Thomas Tucker Whittlesey (December 8, 1798 – August 20, 1868) was an American lawyer and politician who served as a U.S. Representative from Connecticut from 1836 to 1839.

Biography 
Thomas Tucker Whittlesey was born on December 8, 1798, in Danbury, Connecticut, Whittlesey attended the public schools and graduated from Yale College in 1817. He then attended Litchfield Law School, was admitted to the bar in 1818.

Career
Whittlesey started a law practice in Danbury, Connecticut. Whittlesey served as a probate judge.

Congress
Whittlesey was elected as a Jacksonian to the Twenty-fourth Congress to fill the vacancy caused by the death of Zalmon Wildman. He was reelected as a Democrat to the Twenty-fifth Congress and served from April 29, 1836, to March 3, 1839. He was an unsuccessful candidate for reelection in 1838 to the Twenty-sixth Congress.

## Jobs
1. According to the Whittlesey biography, which law school did he attend after Yale College?
2. Please continue the biography of Thomas Tucker Whittlesey from its last sentence onward.

## Excerpted records
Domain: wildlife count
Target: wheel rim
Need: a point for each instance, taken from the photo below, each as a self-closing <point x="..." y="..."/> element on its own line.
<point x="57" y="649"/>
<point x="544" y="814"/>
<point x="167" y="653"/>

==

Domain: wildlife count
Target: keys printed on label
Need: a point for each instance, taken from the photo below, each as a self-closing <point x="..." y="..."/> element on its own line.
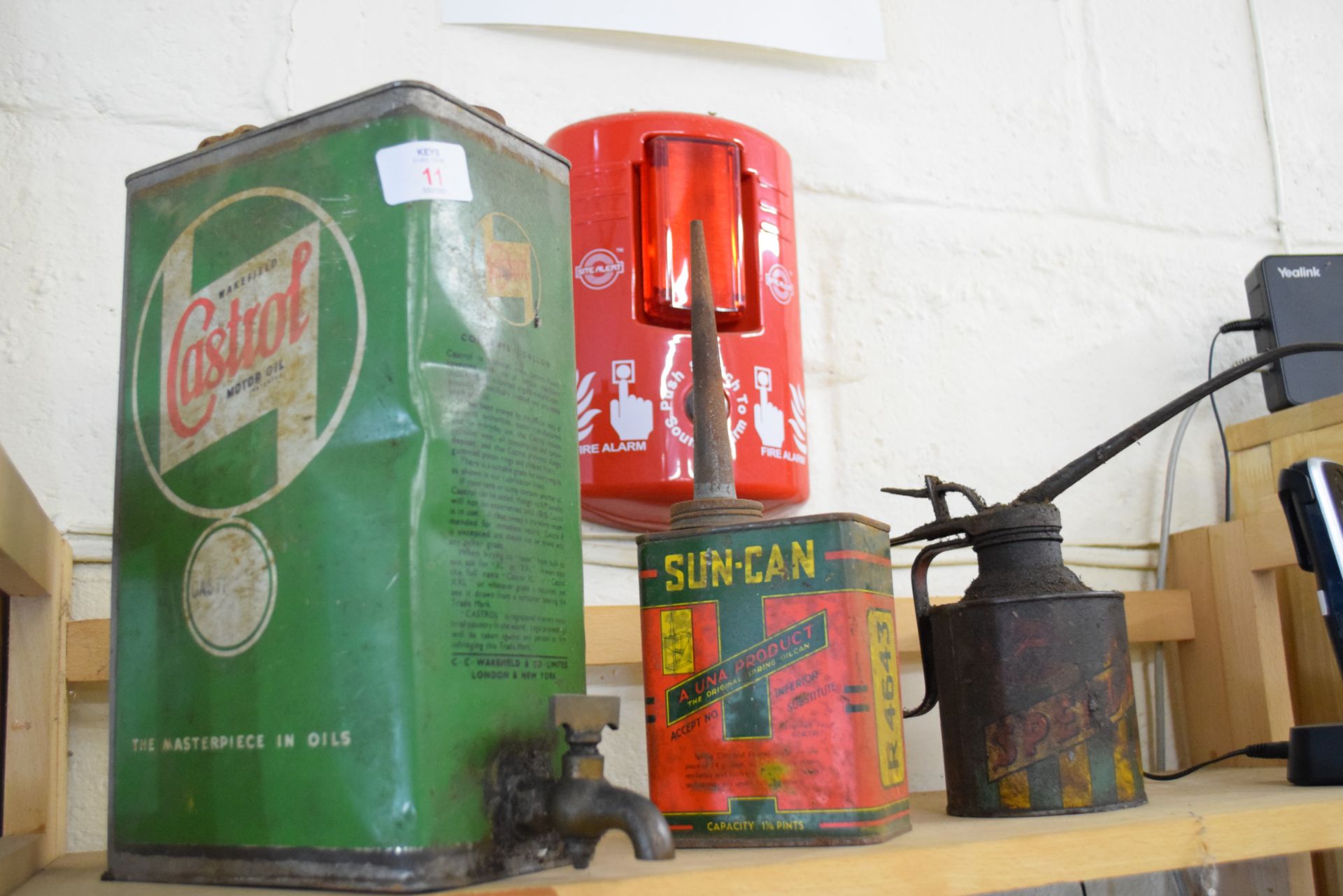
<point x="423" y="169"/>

## Expected responses
1. Litchfield Law School.

2.
Later career
He moved to Pheasant Branch, near Madison, Wisconsin, in 1846. He resumed practicing law and was also engaged in farming. He served as member of the Wisconsin Senate in 1853 and 1854.

Personal life
Whittlesey married Caroline Holley (1800–1841). He was cousin of Elisha Whittlesey and Frederick Whittlesey.

Whittlesey died on August 20, 1868, in Pheasant Branch, Wisconsin. He was interred in Forest Hill Cemetery in Madison, Wisconsin.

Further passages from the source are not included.